» **To be done**
Give the data again exactly as written, skipping any pictures.
*** Records for this task
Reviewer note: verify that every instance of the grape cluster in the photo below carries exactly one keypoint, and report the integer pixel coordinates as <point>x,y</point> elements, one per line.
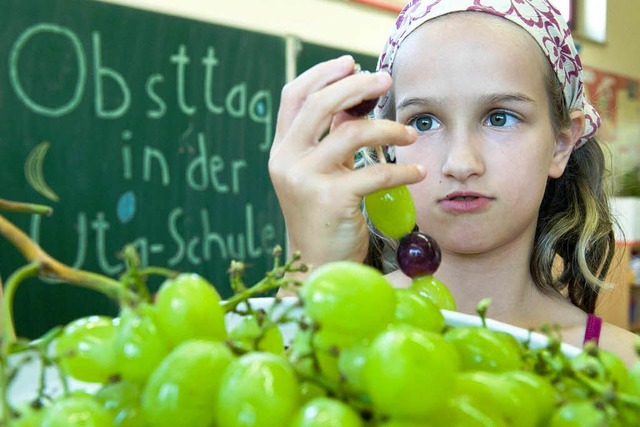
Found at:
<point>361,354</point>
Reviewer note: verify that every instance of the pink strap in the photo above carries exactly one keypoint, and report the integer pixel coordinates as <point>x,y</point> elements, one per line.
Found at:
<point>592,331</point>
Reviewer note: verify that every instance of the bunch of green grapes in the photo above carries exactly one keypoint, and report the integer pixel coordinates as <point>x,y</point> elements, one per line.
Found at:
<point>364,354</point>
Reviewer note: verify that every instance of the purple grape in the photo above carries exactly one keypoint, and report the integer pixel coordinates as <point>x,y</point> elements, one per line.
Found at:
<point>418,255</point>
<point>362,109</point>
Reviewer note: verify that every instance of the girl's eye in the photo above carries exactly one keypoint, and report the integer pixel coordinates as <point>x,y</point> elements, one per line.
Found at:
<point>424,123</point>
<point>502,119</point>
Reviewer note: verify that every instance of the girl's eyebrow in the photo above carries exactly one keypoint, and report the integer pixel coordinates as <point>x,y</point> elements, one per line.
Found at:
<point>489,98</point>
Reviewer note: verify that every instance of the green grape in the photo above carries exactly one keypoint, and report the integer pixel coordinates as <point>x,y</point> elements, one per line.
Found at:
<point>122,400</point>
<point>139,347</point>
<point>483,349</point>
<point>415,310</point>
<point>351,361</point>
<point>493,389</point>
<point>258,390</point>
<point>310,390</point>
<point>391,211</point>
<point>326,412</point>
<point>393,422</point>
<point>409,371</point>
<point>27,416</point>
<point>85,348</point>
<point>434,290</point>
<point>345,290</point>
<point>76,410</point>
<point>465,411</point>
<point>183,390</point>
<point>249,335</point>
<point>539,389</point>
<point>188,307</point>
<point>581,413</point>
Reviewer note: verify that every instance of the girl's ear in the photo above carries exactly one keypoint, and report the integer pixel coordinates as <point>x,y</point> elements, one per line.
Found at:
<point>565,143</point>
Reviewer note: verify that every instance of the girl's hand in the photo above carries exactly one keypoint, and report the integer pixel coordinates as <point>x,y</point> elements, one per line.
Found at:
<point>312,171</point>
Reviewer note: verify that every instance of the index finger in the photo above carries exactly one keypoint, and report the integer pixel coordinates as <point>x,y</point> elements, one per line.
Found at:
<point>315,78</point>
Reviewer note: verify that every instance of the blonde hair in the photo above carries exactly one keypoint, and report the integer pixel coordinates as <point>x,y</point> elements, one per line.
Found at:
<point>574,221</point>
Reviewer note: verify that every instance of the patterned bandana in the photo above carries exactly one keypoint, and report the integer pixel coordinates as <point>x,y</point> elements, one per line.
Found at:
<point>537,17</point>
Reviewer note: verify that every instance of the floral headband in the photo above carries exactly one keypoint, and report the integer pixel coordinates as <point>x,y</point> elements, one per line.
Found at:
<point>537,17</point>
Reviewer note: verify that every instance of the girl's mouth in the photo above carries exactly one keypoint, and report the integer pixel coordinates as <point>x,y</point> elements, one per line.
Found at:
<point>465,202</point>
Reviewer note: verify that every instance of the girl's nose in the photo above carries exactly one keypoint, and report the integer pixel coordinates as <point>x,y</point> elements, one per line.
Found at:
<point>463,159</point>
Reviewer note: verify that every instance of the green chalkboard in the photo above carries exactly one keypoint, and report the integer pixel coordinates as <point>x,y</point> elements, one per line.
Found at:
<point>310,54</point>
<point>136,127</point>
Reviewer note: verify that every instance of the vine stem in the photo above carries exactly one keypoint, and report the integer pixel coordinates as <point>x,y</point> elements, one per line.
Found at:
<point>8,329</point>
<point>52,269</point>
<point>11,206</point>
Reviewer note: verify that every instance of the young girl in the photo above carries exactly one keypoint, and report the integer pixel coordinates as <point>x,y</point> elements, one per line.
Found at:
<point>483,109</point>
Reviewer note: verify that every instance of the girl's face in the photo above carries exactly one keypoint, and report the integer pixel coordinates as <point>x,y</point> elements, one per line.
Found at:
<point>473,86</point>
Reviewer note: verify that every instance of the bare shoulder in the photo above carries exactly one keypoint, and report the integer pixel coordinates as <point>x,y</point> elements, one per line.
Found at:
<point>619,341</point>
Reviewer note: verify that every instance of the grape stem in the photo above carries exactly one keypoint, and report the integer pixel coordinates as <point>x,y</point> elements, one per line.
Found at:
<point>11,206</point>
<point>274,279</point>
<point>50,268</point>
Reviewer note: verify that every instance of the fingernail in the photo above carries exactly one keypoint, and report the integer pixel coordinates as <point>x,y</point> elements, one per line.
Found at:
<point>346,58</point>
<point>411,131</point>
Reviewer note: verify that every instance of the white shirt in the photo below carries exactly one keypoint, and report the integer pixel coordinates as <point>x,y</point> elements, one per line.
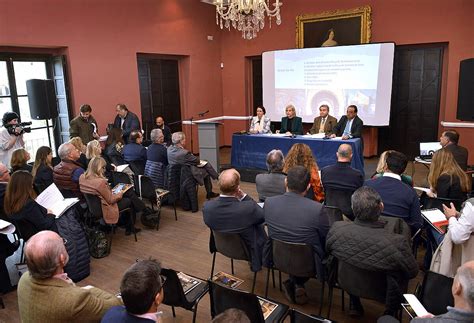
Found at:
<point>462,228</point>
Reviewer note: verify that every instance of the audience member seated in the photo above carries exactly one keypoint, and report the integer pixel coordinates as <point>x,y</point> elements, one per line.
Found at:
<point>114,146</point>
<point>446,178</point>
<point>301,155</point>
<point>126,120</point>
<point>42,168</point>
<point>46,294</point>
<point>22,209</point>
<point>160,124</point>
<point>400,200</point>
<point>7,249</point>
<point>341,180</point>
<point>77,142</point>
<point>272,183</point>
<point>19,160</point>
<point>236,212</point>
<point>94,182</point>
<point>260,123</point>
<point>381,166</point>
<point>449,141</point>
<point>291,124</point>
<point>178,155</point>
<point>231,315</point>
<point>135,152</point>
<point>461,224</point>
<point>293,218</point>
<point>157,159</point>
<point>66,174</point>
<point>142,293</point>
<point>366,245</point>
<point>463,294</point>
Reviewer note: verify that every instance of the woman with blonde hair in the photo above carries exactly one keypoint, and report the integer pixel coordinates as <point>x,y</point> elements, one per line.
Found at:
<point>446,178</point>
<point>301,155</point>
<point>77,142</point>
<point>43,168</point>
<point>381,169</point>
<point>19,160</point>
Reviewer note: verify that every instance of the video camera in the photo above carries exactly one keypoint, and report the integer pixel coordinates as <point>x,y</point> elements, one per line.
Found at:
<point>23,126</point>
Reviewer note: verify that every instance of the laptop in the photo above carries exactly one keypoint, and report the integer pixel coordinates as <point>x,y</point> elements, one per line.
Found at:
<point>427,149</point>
******
» **Response to the task**
Reviewer note: verify that every instance of the grape cluster in the photo below carries exactly one keypoint, and report the integer pixel coordinates as <point>x,y</point> elements, one per line.
Found at:
<point>361,354</point>
Reviewer note: verify that every instance of the pink strap in the photo above carries exactly one keypoint, and report the integer pixel coordinates as <point>x,y</point> elements, one per line.
Found at:
<point>592,331</point>
Reviewer note: verify that every instance of the bunch of green grapes in the photo above carries exactly one keypoint, and report the integer pixel coordinates as <point>x,y</point> elements, one per line.
Found at:
<point>364,354</point>
Reviewer note: verify that every instance of the purple grape in the photo above carries exactly one keypoint, and report the integer pixel coordinates as <point>x,y</point> elements, one per line.
Found at:
<point>418,255</point>
<point>362,109</point>
Reviewer note: verify that every instance of the girl's eye in the photo above carries exactly one keypoint, and report the integer pixel coordinates as <point>x,y</point> elements, one per line.
Found at:
<point>424,123</point>
<point>502,119</point>
Reviewer note: verify that every instance of the girl's eyebrow in the photo above carries exactly one keypoint, and report the integer pixel coordinates as <point>x,y</point> elements, one per line.
Found at:
<point>489,98</point>
Reviewer note: verify that every instance of the green grape in the photo above carries exactly one keypoint, and report the integer pixel coordinates as <point>x,y</point> elements, one per line.
Found at:
<point>122,400</point>
<point>139,347</point>
<point>483,349</point>
<point>415,310</point>
<point>351,361</point>
<point>493,389</point>
<point>258,390</point>
<point>310,390</point>
<point>391,211</point>
<point>326,412</point>
<point>393,422</point>
<point>409,371</point>
<point>27,416</point>
<point>85,348</point>
<point>434,290</point>
<point>345,290</point>
<point>76,410</point>
<point>465,411</point>
<point>183,390</point>
<point>249,335</point>
<point>539,389</point>
<point>188,307</point>
<point>581,413</point>
Reviewer note: verify that every instance of the girl's ear in the photo above carries exactly one keypoint, and report the integer pixel coordinates as <point>x,y</point> elements, one per line.
Found at:
<point>565,143</point>
Reviewer note: verify that every instance of the girl's hand in the photo above carries exactly one keypoint, and report the integer pixel coordinates as <point>x,y</point> elements, one per line.
Found at:
<point>312,171</point>
Reviewer note: verify that every instance of the index finger in the photo above carries exactly one keypoint, and report the integer pixel coordinates as <point>x,y</point> elements, one per line.
Found at:
<point>315,78</point>
Reviewer note: verify that every instance of the blonde hair in the photo above carries exactly one keypoint, and report the integer pixel coordinates as <point>x,y</point> elements, one per line.
Found at:
<point>574,221</point>
Reviewer note: verify that every instance of the patterned bandana in the photo above carries exactly one keypoint, and report the integer pixel coordinates as <point>x,y</point> elements, one per line.
Found at:
<point>537,17</point>
Reviewer note: verify that every instance of the floral headband in the photo above carries exactly one keypoint, and report the integer pixel coordinates as <point>x,y</point> elements, one per line.
Found at:
<point>537,17</point>
Reviewer note: verify that every instance of the girl's mouth in the photo above carries exactly one keypoint, and report the integer pixel coordinates as <point>x,y</point> elements, one per line.
Found at:
<point>465,202</point>
Reviewer note: verify that every instance of the girl's nose in the photo above carries exactly one keypoint, and report the integer pixel coordinates as <point>x,y</point> elements, one per line.
Found at:
<point>463,159</point>
Reviewer note: verify that every instance of the green chalkboard in the photo above carries exactly one keypoint, and report the integer pixel coordinates as <point>x,y</point> elements, one per line.
Found at:
<point>310,54</point>
<point>136,127</point>
Reviewer note: verify that every instance of the vine stem in the photo above carries exactly one keypoint, and report the integer pixel coordinates as <point>x,y</point> elements, one per line.
Found at:
<point>8,329</point>
<point>52,269</point>
<point>11,206</point>
Reviewer note: verify that every instance of the young girl in the photo above carries exactly one keypoint, and report the integer pixel coordinates as <point>x,y</point> elements, one per line.
Found at:
<point>483,109</point>
Reviewer note: verify that every instance of the girl's face in the photo above carries exactly one keypoint, and report the integer pixel coordinates as <point>x,y</point> elements, one per line.
Found at:
<point>473,86</point>
Reviewer note: verify that every instance of the bare shoulder in the photo above carries exactly one keypoint, and report the integer pixel coordinates as <point>x,y</point> elements, one per line.
Found at:
<point>619,341</point>
Reviewer note: verify that every instance of the grape stem in the photo above carries exactly one keypoint, and report the integer pixel coordinates as <point>x,y</point> elements, one per line.
Found at:
<point>11,206</point>
<point>274,279</point>
<point>50,268</point>
Reviewer note: verify that every instance of the fingernail in the photo above carries exactly one keypoint, and report the integer pixel coordinates as <point>x,y</point> elements, one per line.
Found at:
<point>346,58</point>
<point>411,131</point>
Reviewer note: verify that every instance of the white shirt in the photo below carries exactly one keypoint, and report the integer pixel coordinates as <point>x,y</point> elements, one per line.
Found at:
<point>462,228</point>
Reviewer note: verify that every instance of the audience member seated in the photo above carries exactly one keypoint, and report the integer pixel coordinates as <point>x,y</point> elements, one per line.
Found at:
<point>114,146</point>
<point>446,178</point>
<point>301,155</point>
<point>126,120</point>
<point>42,168</point>
<point>46,294</point>
<point>22,209</point>
<point>160,124</point>
<point>400,200</point>
<point>7,249</point>
<point>341,180</point>
<point>77,142</point>
<point>272,183</point>
<point>19,160</point>
<point>236,212</point>
<point>94,182</point>
<point>260,123</point>
<point>381,166</point>
<point>449,141</point>
<point>291,124</point>
<point>178,155</point>
<point>231,315</point>
<point>135,152</point>
<point>461,224</point>
<point>293,218</point>
<point>157,159</point>
<point>66,174</point>
<point>142,293</point>
<point>366,245</point>
<point>463,294</point>
Reviewer note: verify that every instance of the woman with blonde hair in the photo above carries exactly one keypoint, and report the integer pixel coordinates as <point>x,y</point> elements, one per line.
Found at:
<point>446,178</point>
<point>301,155</point>
<point>77,142</point>
<point>43,168</point>
<point>381,169</point>
<point>19,160</point>
Reviewer note: verify that every instance of the video camera in the photo above carries exactly one keypoint, and report the integer pixel coordinates as <point>x,y</point> elements, one per line.
Found at:
<point>23,126</point>
Reviewer note: verify that every instance of the laptop in the photo above carries exactly one keypoint, and report the integer pixel coordinates as <point>x,y</point> elements, one per line.
Found at:
<point>427,149</point>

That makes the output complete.